==== 読む文章
『Wonder Future』 全曲解説 #4
カテゴリ:全曲解説

 

 全曲解説も4曲目。今回は「Caterpillar/芋虫」です。日記のカテゴリーに「全曲解説」という項目を作っておいたので、そちらでまとめて読んでみてください。質問が重複していることもありますので。

 

 

malica_mari

利潤追求する人間の欠落や愚かさを描かれたのかと解釈していますがやはりcapital資本主義から派生されたのでしょうか。Caterpillarには人を食いものにするという意もあるのですね、愚問とは思いますが質問しました

 

おっしゃる通りタイトルは「capital(キャピタル)=資本」から文字だけ転がして「キャタピラー」という言葉遊びというか、直接的になることを避けてのタイトルなんですけれども、日本語で「芋虫」としたほうが逆に不気味で恐ろしい感じもします。戦車や重機なんかも連想してしまいますし、「キャタピラー」という言葉は。自分で付けておいてなんですけれども。笑。

 

なんて考えていたところ、「Caterpillar=人を食いものにする」なんていう語意もあるんですね。驚きました。僕が普段使っている辞書には載っていなかったですけれども。
========
==== 利用できるデータ
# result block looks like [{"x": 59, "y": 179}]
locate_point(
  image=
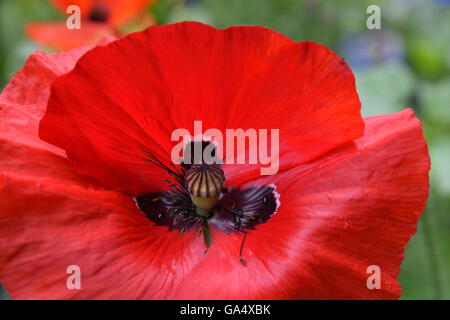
========
▶ _課題_
1. 「Caterpillar」の解説文によると、曲のタイトルはどの言葉の文字を転がして作られたものですか。
2. 「Caterpillar」の解説文の中で、かぎかっこ「」で囲まれている語句をすべて書き出しなさい。同じ語句が何度出てきても一つとして数えなさい。
3. 「Caterpillar」の解説文について、最後の文に続く部分を書き上げなさい。
データの行は、読む文章とは別の資料です。

▶ _解答一覧_
1. 「capital(キャピタル)=資本」という言葉です。

2.
「Caterpillar/芋虫」
「全曲解説」
「capital(キャピタル)=資本」
「キャタピラー」
「芋虫」
「Caterpillar=人を食いものにする」

3.
 

「利潤」を追求する人たちを押し並べて「愚かだ」と一般化するのは難しいと思いますが、この曲の歌詞は人間の「愚かさ」の側に自ら立って、偽悪的に書いています。そして、そういう「愚かさ」と自分が無縁かというと、そういうわけでもなくて、善悪とか白黒みたいにパキっと2極に分かれているのではなくて、なだらかに地続きというか、僕の中にもありとあらゆる種類の人間の「愚かさ」が潜んでいると感じています。もちろん、時折、そういった「愚かさ」が顔を出したりします。そういう「愚かさ」を言葉にするのも、「書く」ということの役割だと考えています。



myfather is clean

いやいや面白いので続行してください! この曲、かつてない不思議なコード進行のような気がするんですが、どうなんでしょうか!誰が元ネタだったんですか? あと、なぜ「芋虫」なんでしょうか?

 

「芋虫」なのは前述した通りです。そして、この曲は僕がマルッと作った曲です。それを皆でセッションしながら肉付けしました。

 

コード進行はソロ作を作ったり、弾き語りでライブをするうちに好きになった7thという音を入れているんですね。ちょっとブルージー(寂しげというか悲しげ)に感じると思います。アジカンの曲のバッキングギターはパワーコードといって、ルートの音と5度の和音だけで構成されていることが多かったので、僕のパートで7thの音が出てくるのは珍しいことだと思います。そのあたりが「不思議」と感じたんじゃないでしょうか。

 

ちなみに、僕らがパワーコードを良く使うのは、演奏が簡単だってこともあるんですが、ギター二本の棲み分けに便利なんですね。音程/音域をベタっと埋めてしまわないので、その部分を余白と考えると別の楽器の自由度が上がります。ポジションで音域を分けられるので、フレーズが半音でぶつかって大喧嘩という機会が減ります。笑。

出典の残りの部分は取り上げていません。